### DATA SHOWN
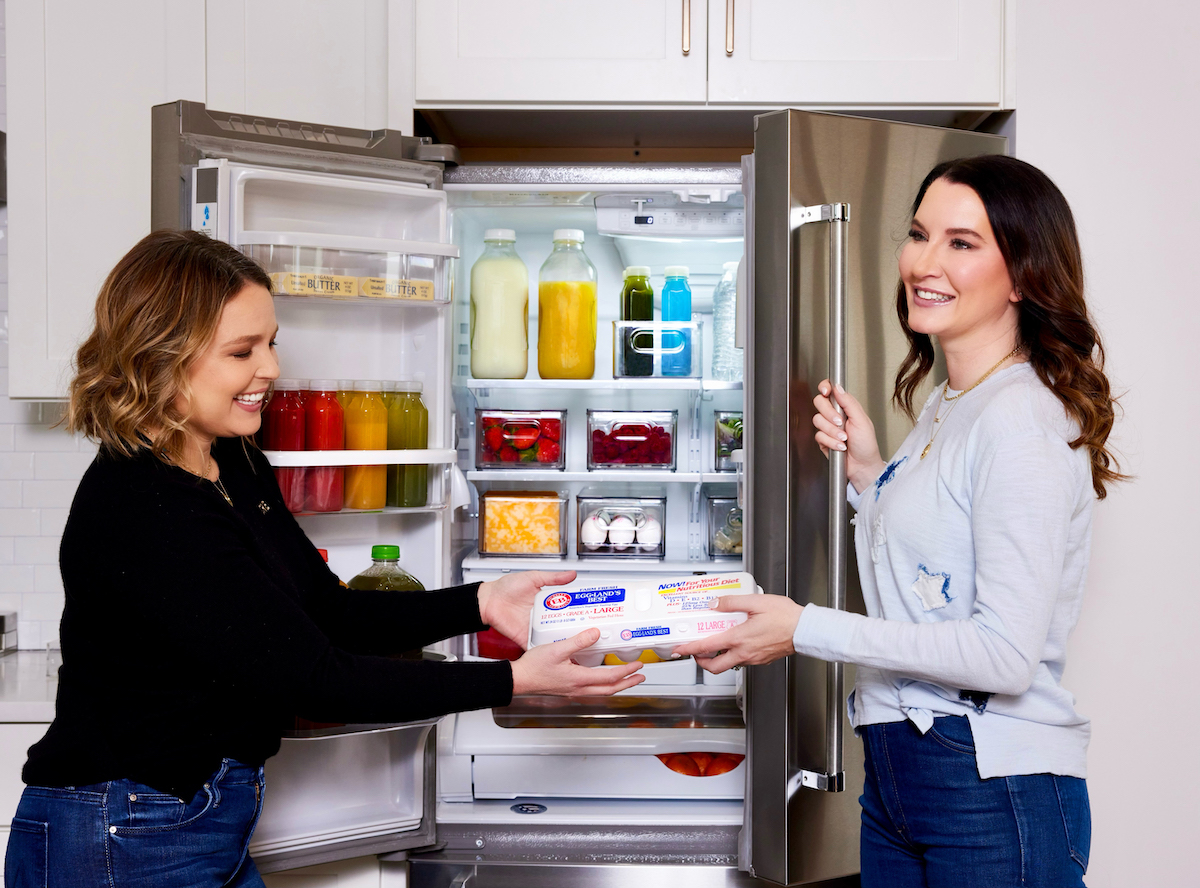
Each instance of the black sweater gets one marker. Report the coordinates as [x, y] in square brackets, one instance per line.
[193, 631]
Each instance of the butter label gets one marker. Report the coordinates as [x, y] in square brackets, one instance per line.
[396, 288]
[298, 283]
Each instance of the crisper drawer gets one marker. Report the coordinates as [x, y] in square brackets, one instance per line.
[634, 777]
[337, 793]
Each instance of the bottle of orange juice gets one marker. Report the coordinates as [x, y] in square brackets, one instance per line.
[567, 310]
[366, 429]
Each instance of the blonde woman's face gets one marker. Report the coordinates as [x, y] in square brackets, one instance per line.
[231, 378]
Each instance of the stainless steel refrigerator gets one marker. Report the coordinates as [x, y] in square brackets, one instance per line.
[831, 202]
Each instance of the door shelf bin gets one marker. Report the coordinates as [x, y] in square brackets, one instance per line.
[351, 274]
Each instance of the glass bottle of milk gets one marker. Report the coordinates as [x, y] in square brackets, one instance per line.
[499, 310]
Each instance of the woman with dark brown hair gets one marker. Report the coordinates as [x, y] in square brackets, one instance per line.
[199, 619]
[972, 546]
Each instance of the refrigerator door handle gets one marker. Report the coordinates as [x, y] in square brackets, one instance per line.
[833, 778]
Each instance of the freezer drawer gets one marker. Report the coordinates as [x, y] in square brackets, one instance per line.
[343, 792]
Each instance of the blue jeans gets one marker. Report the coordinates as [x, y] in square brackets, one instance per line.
[125, 834]
[929, 821]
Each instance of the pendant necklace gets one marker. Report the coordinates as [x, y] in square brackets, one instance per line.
[954, 399]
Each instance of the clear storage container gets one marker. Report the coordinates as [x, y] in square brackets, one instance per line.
[349, 274]
[625, 522]
[724, 520]
[641, 347]
[727, 436]
[520, 439]
[631, 439]
[522, 523]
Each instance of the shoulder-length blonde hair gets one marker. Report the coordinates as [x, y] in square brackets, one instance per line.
[155, 315]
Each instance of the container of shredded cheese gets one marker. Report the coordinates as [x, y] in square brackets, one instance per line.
[522, 523]
[637, 616]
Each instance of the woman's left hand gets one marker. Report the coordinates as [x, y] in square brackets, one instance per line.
[504, 604]
[765, 636]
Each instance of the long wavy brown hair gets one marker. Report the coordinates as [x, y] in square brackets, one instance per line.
[1036, 234]
[155, 315]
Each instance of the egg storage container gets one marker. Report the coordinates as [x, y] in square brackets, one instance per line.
[522, 523]
[636, 616]
[520, 439]
[727, 436]
[631, 439]
[724, 520]
[633, 340]
[627, 523]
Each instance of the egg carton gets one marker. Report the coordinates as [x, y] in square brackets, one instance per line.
[647, 615]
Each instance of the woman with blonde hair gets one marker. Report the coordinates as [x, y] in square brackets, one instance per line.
[972, 546]
[199, 619]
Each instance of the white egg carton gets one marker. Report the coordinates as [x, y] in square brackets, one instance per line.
[628, 526]
[636, 616]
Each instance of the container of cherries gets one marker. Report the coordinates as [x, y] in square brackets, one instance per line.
[631, 439]
[520, 439]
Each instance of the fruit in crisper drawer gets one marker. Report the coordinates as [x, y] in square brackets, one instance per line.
[631, 443]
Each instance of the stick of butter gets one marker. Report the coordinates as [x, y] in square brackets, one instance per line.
[637, 616]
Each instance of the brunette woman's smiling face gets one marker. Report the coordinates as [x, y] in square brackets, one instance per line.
[954, 275]
[232, 376]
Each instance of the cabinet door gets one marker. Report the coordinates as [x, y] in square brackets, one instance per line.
[82, 78]
[856, 52]
[558, 51]
[307, 60]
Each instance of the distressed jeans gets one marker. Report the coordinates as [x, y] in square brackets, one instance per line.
[123, 834]
[929, 821]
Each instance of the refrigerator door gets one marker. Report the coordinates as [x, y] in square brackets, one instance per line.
[831, 207]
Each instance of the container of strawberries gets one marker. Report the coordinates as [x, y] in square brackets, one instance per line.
[520, 439]
[631, 439]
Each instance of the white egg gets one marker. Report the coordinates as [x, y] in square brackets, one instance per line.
[593, 532]
[649, 534]
[621, 532]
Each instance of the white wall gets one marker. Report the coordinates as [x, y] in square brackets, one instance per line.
[40, 468]
[1107, 106]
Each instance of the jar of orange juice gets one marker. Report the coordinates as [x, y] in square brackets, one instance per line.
[366, 429]
[567, 310]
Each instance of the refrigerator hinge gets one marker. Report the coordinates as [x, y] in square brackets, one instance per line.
[816, 780]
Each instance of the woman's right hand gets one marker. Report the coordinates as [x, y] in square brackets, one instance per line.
[547, 669]
[851, 431]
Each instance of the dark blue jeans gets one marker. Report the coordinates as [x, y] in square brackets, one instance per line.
[929, 821]
[123, 834]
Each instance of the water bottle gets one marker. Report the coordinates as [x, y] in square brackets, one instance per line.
[726, 358]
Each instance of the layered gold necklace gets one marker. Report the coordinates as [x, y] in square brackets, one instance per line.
[953, 399]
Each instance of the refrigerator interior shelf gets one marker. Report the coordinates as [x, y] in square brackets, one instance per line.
[343, 241]
[502, 564]
[360, 457]
[648, 383]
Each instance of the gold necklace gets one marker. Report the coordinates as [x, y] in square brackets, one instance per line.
[946, 397]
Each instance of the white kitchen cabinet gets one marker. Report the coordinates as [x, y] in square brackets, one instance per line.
[310, 60]
[857, 52]
[81, 82]
[563, 52]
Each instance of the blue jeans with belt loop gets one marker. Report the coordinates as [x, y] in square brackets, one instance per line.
[124, 834]
[929, 821]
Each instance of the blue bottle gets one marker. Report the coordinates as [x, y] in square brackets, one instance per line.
[677, 306]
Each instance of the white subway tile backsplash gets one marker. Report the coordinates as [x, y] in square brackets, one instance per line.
[48, 495]
[63, 465]
[23, 522]
[36, 550]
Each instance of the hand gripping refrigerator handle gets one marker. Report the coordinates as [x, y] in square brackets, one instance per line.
[833, 778]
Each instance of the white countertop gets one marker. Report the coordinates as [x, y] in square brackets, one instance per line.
[25, 691]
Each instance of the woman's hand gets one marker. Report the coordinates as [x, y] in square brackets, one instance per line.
[851, 431]
[547, 669]
[765, 636]
[504, 604]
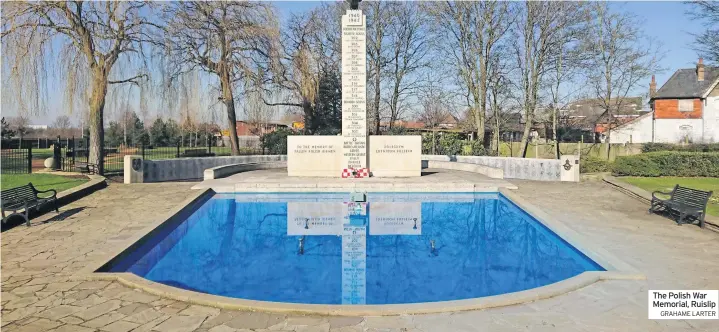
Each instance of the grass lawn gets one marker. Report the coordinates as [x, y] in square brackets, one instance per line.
[41, 181]
[667, 183]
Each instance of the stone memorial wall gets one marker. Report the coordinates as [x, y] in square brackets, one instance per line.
[354, 98]
[395, 156]
[314, 156]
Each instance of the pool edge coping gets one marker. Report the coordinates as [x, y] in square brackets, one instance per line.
[615, 268]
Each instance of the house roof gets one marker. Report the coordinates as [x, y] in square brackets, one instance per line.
[684, 84]
[633, 120]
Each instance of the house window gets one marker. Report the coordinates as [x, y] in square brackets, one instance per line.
[686, 105]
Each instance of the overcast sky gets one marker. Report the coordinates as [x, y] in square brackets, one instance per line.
[664, 21]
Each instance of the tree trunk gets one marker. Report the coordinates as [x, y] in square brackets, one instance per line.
[95, 121]
[525, 134]
[376, 98]
[495, 133]
[308, 111]
[393, 108]
[229, 100]
[479, 122]
[555, 137]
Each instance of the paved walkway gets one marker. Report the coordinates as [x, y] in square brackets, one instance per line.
[431, 180]
[38, 296]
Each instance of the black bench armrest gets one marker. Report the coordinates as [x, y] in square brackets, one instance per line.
[54, 192]
[660, 192]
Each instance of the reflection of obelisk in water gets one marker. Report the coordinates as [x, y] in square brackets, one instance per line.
[354, 254]
[354, 99]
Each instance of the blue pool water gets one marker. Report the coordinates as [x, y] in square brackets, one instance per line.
[317, 248]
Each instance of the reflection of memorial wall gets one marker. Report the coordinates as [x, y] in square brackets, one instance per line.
[428, 197]
[354, 264]
[283, 197]
[396, 218]
[314, 218]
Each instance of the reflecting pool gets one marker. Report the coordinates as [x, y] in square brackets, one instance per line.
[323, 249]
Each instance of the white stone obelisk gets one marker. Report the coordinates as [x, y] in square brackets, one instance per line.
[354, 101]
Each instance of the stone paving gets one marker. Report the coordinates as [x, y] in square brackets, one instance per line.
[431, 180]
[37, 294]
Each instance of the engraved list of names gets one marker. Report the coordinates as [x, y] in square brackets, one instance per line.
[354, 78]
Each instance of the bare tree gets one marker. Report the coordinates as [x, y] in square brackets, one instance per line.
[234, 41]
[472, 31]
[619, 57]
[257, 113]
[540, 33]
[499, 95]
[21, 125]
[379, 15]
[408, 46]
[311, 46]
[62, 125]
[93, 38]
[707, 42]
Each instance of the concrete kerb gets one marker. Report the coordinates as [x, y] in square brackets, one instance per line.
[712, 222]
[616, 269]
[491, 172]
[188, 204]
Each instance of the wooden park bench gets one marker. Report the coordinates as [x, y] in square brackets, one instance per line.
[84, 167]
[685, 202]
[23, 199]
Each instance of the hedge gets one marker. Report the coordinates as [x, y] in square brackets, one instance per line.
[668, 163]
[654, 147]
[591, 164]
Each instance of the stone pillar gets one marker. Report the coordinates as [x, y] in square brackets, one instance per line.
[569, 168]
[133, 168]
[354, 98]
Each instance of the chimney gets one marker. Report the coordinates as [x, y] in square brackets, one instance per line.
[652, 88]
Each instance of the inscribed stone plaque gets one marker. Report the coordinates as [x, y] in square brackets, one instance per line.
[314, 156]
[396, 156]
[354, 101]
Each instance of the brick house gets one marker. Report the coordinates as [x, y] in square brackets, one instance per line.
[684, 109]
[245, 128]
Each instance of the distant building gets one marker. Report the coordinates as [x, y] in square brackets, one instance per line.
[685, 109]
[246, 128]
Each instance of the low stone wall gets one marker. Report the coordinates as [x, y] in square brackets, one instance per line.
[564, 169]
[521, 168]
[227, 170]
[194, 168]
[491, 172]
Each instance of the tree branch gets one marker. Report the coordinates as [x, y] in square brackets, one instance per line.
[132, 80]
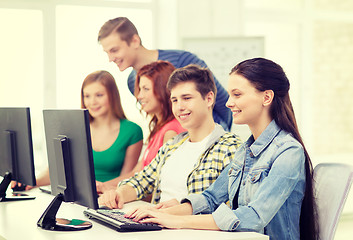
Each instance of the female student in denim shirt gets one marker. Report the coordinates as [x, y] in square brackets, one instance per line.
[269, 183]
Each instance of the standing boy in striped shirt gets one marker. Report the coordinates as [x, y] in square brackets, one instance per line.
[120, 40]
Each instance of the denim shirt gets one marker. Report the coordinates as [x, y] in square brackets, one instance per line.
[271, 175]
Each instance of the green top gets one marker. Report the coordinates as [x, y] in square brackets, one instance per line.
[108, 163]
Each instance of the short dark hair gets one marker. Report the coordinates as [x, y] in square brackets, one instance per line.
[202, 77]
[122, 26]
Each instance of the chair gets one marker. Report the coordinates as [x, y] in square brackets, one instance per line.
[332, 182]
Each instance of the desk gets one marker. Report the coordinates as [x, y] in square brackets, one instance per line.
[18, 220]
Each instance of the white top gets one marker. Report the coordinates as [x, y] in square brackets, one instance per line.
[177, 168]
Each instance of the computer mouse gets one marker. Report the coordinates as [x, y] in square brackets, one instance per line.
[19, 188]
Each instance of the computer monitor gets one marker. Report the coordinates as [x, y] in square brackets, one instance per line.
[71, 168]
[16, 151]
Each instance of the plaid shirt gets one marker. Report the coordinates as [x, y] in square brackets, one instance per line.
[211, 163]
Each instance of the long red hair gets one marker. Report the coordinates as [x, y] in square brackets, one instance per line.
[158, 72]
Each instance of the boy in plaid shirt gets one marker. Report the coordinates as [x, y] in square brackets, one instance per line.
[191, 161]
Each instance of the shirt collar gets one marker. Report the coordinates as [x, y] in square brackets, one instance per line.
[264, 139]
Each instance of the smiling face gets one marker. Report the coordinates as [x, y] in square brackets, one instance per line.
[146, 97]
[189, 107]
[96, 99]
[245, 101]
[119, 51]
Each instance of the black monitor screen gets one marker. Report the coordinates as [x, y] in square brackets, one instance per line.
[16, 148]
[70, 156]
[71, 169]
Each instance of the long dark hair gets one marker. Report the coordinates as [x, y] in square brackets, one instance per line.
[267, 75]
[158, 72]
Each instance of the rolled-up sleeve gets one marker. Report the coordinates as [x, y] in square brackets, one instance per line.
[198, 202]
[225, 218]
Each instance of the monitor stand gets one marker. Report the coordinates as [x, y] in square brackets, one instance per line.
[48, 220]
[16, 196]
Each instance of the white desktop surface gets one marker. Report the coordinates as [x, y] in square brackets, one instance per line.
[18, 220]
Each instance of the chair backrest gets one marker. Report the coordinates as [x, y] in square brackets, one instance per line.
[332, 182]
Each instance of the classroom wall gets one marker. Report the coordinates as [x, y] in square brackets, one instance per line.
[313, 41]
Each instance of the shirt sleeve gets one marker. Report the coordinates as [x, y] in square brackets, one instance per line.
[286, 171]
[131, 81]
[135, 132]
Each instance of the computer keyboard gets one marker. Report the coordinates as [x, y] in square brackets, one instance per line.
[115, 219]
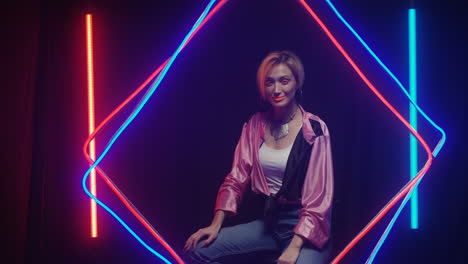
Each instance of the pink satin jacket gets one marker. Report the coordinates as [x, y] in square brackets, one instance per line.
[317, 191]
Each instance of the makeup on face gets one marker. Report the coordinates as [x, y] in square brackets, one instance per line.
[280, 86]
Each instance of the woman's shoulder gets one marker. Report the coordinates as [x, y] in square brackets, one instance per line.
[315, 124]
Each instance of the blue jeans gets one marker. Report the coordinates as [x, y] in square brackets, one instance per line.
[258, 236]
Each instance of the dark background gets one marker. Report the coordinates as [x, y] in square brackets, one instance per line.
[172, 158]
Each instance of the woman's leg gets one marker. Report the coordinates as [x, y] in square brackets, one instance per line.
[283, 233]
[234, 241]
[313, 255]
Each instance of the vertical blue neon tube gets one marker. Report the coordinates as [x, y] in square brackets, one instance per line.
[413, 114]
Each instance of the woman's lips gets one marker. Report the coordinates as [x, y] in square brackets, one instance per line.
[279, 98]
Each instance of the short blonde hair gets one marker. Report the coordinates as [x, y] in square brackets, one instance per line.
[280, 57]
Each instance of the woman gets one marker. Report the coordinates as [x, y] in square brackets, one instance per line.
[285, 154]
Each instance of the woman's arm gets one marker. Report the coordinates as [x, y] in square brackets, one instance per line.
[291, 253]
[211, 232]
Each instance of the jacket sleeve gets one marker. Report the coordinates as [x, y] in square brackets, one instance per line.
[317, 193]
[231, 191]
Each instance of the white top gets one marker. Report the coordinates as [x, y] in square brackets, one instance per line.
[273, 163]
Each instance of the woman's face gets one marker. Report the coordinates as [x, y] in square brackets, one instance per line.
[280, 86]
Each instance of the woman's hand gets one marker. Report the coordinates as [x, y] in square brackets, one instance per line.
[211, 232]
[289, 256]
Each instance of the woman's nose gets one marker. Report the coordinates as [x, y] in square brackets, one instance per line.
[276, 89]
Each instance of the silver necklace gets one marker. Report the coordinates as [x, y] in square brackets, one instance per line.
[280, 130]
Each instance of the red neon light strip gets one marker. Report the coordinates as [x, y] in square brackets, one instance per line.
[92, 146]
[410, 184]
[91, 159]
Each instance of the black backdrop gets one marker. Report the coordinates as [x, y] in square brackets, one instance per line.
[175, 154]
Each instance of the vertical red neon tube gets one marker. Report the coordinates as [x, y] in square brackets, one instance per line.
[92, 146]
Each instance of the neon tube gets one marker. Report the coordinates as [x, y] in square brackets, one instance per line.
[125, 125]
[413, 147]
[410, 184]
[438, 146]
[405, 91]
[413, 116]
[106, 179]
[92, 146]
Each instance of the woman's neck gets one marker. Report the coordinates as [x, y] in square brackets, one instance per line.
[283, 114]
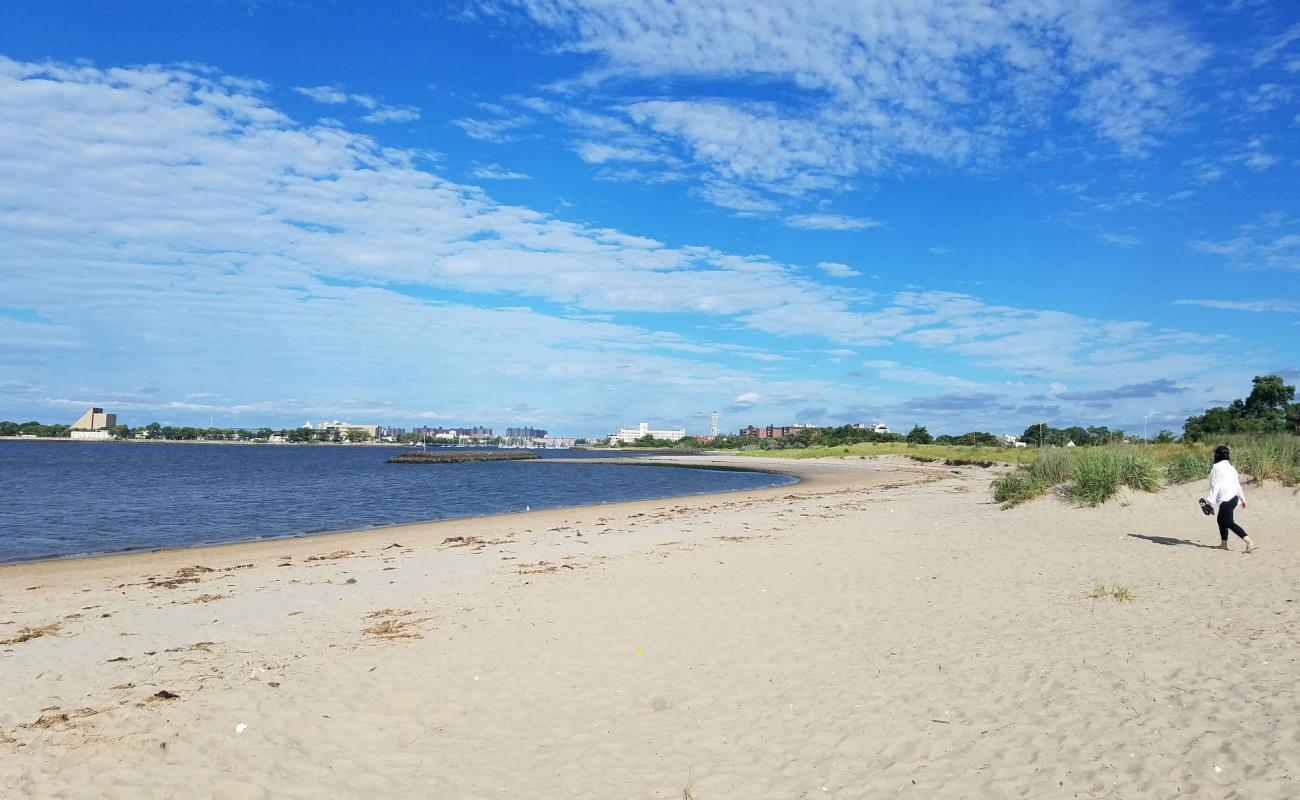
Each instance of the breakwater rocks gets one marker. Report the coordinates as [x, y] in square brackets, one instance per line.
[459, 457]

### AIM
Reproduce the listing above from the line that contains "Each instance of the black backdrop" through its final line, exactly and with nothing added. Omit the images.

### OUTPUT FOR THIS EXERCISE
Each instance of the black backdrop gets one marker. Report the coordinates as [x, y] in square brackets, one instance per line.
[175, 154]
Each instance of the vertical red neon tube gets one marker. Report the coordinates as [x, y] in square brackets, one instance per line.
[92, 146]
Each instance of the neon tube gets one marker. Report the coordinates as [x, y] in square brackets, one instance per line.
[125, 125]
[413, 147]
[410, 184]
[438, 146]
[405, 91]
[413, 116]
[106, 179]
[92, 146]
Each instance of the woman's neck gets one marker. Report the coordinates as [x, y] in square brackets, one instance per line.
[283, 114]
Each instance of the breakwater rocks gets one marker. Report the coordinates as [x, y] in square brackets, one instance per line.
[459, 457]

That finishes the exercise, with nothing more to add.